Sunday, 4 January 2015

Ah, this modern world, how far it is from realising its ideals

Have you ever given any thought to when “modern” started? Have we been living our modern lives a couple of years? A generation? Perhaps even longer?

Think of all those museums of modern art we have. When I was a kid, we’d never have included the impressionists in a modern art exhibition. But when I first began to be interested in art, the impressionist Renoir’s Bal du moulin de la Galette was under a century old, and today Picasso’s modernist Demoiselles d’Avignon is over a century old.

Renoir. Modern Art? Don't be silly
So when will modern art stop being modern?
Picasso. Modern art.
From 1907? Seriously?
We even have the notion of “post-modernism”, one of the more ludicrous we’ve come up with. After all, what comes after modernity? Surely its the future, isn’t it? So unless we have a time machine, how on earth can we know what “post-modern” looks like?

At the moment, I’m reading a book by Elizabeth Badinter, a leading French philosopher and feminist, who adds to her range of talents a profound understanding, and knowledge, of eighteenth-century history of thought. The book confirms a feeling I’ve had for some time, that the “modern period” started in the middle of that century. She traces two remarkable women of the time, Emile du Châtelet and Louise d’Epinay. They were contemporaries for a while, but du Châtelet died in 1749, and Epinay’s writing dates from the 1750s onwards.

Badinter shows that there is a real watershed between them. Du Châtelet was a leading physicist and philosopher, the first major French woman scientist, and the last before Marie Curie. Epinay wrote principally about education, in an environment where the natural sciences were beginning to lose their popularity in favour of the social sciences and moral philosophy. This trend led to the emergence of a notion of Man as opposed to classes, which would later in the century inform such ideas as “the rights of Man”, applying to all men or women, regardless of their station in life.

In Badinter’s words, “increasingly, the idea of humanity took hold in minds, previously more used to distinguishing men by their station than to bringing them together within a single concept.”

The changing view is illustrated by a story told by a certain Longchamp, a former manservant of du Châtelet’s, who claimed in his memoirs that she would undress without any kind of modesty in front of him; on one occasion, she called him to bring hot water for her bath; she opened her legs wide so that he could pour the water between them and, when he averted his eyes, she told him to watch what he was doing so that he didn’t scald her (I suppose she scolded him to avoid being scalded).

## Your task
Please lift the part of the post on modern art and modernity between "Ah, this modern" and "Picasso. Modern art.", inclusive, word for word.

## Entries supplied
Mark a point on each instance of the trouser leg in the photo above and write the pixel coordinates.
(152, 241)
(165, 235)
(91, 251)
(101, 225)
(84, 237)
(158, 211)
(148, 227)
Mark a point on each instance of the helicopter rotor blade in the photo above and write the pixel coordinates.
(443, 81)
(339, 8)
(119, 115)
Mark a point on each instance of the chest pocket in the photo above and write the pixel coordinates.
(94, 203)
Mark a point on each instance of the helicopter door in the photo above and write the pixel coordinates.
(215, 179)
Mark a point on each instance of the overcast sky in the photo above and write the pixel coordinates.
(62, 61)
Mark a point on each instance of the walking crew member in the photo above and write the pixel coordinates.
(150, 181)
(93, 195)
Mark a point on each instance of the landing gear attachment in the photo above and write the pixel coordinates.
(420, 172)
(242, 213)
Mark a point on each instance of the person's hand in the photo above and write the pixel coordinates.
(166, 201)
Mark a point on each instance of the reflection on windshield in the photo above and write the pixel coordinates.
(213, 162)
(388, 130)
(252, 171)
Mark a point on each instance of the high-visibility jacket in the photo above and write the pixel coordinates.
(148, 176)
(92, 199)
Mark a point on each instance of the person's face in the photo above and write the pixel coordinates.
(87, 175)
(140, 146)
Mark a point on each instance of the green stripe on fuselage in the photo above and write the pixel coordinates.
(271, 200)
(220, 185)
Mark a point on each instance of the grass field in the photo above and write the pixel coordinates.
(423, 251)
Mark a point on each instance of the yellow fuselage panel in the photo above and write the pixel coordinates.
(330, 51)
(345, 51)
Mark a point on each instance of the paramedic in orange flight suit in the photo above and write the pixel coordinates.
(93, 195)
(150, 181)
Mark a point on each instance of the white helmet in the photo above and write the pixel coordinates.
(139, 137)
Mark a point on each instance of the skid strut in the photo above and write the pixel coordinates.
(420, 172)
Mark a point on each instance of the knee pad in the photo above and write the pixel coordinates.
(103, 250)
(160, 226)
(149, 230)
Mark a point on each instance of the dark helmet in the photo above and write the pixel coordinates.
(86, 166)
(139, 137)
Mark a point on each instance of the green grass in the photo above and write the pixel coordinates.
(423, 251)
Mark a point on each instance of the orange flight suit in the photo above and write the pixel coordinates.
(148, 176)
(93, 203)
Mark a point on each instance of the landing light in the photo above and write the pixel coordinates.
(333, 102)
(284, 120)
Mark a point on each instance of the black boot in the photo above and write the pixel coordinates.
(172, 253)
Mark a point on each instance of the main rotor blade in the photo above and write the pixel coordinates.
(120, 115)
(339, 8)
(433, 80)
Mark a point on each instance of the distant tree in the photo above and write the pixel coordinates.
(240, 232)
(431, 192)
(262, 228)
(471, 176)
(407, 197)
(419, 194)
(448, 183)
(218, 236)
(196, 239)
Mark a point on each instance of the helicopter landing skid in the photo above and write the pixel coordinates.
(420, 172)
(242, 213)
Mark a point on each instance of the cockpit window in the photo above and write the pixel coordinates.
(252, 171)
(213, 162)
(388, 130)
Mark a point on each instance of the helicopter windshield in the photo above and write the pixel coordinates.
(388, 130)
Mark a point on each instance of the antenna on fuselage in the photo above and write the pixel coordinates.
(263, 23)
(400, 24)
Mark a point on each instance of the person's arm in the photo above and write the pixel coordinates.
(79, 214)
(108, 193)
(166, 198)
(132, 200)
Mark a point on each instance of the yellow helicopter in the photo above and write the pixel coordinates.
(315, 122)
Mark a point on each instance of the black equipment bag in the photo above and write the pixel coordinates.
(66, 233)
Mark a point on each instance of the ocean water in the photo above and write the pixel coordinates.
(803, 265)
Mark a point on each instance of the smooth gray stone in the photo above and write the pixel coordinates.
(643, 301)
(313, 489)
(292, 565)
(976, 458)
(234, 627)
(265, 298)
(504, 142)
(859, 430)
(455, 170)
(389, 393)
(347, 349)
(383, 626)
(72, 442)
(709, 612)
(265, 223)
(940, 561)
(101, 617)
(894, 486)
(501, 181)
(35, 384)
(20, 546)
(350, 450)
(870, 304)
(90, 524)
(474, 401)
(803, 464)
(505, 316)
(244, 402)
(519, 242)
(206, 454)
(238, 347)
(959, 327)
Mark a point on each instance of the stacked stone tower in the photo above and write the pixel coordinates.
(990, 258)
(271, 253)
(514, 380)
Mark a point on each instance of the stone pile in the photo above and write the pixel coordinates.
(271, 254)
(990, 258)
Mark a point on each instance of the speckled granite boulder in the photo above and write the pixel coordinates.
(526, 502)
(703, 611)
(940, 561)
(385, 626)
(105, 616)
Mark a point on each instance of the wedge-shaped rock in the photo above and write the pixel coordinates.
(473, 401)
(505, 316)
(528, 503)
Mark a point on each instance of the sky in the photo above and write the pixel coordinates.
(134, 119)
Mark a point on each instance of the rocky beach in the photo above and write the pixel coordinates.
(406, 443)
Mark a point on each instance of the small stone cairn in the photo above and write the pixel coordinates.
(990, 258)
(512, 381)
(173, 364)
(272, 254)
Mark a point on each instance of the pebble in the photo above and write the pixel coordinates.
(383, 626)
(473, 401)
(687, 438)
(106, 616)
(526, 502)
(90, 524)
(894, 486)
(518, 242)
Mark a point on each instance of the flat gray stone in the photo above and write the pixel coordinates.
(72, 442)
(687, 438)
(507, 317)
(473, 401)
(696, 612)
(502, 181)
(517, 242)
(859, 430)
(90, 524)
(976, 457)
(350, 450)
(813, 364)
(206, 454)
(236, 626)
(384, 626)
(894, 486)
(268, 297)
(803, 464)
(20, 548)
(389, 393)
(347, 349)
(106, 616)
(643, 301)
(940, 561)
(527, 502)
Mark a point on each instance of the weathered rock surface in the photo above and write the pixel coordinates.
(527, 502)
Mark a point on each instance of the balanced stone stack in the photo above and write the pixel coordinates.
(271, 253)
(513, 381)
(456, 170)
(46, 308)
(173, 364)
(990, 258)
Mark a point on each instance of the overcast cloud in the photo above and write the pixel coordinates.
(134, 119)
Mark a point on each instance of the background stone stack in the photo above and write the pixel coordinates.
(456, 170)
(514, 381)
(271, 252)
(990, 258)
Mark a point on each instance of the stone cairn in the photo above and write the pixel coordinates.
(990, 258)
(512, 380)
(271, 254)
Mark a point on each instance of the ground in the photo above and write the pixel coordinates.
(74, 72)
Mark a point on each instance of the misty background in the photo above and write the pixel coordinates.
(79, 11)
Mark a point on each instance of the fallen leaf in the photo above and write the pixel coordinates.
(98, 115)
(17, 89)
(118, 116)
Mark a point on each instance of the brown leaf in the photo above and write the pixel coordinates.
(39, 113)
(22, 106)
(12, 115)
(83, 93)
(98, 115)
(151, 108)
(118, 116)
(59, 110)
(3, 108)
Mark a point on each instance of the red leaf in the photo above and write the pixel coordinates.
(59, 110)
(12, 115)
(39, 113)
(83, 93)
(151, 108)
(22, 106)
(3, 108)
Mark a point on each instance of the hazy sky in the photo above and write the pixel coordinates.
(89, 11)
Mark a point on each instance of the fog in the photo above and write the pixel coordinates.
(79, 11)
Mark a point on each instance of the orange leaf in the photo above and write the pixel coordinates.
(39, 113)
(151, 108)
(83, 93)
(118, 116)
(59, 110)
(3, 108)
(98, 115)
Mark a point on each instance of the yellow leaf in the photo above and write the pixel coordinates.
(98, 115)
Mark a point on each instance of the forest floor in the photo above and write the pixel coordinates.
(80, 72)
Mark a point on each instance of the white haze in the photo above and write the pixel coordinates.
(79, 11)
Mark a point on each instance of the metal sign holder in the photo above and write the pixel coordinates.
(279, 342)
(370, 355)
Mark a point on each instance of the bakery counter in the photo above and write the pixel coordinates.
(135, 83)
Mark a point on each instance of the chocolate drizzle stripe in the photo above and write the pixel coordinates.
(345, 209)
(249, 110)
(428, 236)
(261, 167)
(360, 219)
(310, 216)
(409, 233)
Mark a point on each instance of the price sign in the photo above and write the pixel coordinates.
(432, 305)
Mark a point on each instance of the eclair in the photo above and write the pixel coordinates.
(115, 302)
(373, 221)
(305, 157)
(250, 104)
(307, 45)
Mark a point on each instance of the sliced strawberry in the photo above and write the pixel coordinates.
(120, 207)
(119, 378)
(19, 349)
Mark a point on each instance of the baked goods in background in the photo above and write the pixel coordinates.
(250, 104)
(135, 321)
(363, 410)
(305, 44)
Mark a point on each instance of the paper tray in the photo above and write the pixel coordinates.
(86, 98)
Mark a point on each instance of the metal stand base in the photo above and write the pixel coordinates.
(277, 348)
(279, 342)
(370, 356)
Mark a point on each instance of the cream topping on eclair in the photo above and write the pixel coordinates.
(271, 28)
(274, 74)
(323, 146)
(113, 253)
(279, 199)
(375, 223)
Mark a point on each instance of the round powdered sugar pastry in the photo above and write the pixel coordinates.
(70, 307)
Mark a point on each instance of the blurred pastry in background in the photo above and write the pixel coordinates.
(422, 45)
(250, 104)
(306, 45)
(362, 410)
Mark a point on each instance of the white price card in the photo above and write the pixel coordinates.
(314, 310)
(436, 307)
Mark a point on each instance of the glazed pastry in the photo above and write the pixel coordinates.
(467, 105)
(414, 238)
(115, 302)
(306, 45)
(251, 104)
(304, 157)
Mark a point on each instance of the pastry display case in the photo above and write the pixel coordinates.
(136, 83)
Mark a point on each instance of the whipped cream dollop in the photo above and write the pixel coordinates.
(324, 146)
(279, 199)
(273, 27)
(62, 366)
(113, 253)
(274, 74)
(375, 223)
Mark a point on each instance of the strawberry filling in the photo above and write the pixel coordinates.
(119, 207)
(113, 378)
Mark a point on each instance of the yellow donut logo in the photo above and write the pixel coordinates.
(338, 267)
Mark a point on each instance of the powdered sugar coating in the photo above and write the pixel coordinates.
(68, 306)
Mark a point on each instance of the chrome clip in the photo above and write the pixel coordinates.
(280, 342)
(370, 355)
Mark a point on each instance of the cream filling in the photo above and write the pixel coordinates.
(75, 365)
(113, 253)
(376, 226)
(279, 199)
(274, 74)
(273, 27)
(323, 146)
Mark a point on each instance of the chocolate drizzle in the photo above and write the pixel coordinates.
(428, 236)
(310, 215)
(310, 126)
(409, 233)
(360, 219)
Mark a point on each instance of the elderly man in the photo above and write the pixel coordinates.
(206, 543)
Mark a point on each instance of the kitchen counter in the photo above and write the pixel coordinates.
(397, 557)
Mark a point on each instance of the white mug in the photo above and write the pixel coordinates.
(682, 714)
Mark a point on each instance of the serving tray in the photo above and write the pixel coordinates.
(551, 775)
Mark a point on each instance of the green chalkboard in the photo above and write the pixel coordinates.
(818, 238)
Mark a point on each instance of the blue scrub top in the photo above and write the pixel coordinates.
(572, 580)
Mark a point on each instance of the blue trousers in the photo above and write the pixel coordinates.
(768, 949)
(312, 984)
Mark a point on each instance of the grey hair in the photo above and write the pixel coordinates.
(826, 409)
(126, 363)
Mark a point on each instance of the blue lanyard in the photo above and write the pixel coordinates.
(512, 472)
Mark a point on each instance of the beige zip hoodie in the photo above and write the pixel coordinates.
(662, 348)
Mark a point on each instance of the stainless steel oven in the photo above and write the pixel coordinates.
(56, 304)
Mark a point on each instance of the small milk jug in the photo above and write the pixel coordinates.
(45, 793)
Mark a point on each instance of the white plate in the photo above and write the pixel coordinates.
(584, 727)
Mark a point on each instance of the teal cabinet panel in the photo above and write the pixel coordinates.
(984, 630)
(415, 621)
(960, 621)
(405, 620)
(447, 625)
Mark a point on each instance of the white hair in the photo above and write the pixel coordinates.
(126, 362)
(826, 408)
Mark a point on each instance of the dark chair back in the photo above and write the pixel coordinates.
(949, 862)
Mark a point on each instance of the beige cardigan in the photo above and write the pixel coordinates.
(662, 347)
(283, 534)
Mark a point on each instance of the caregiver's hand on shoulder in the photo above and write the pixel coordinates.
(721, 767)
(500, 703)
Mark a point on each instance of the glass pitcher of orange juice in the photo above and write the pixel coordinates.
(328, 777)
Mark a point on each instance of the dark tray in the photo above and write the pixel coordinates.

## Full response
Ah, this modern world, how far it is from realising its ideals

Have you ever given any thought to when “modern” started? Have we been living our modern lives a couple of years? A generation? Perhaps even longer?

Think of all those museums of modern art we have. When I was a kid, we’d never have included the impressionists in a modern art exhibition. But when I first began to be interested in art, the impressionist Renoir’s Bal du moulin de la Galette was under a century old, and today Picasso’s modernist Demoiselles d’Avignon is over a century old.

Renoir. Modern Art? Don't be silly
So when will modern art stop being modern?
Picasso. Modern art.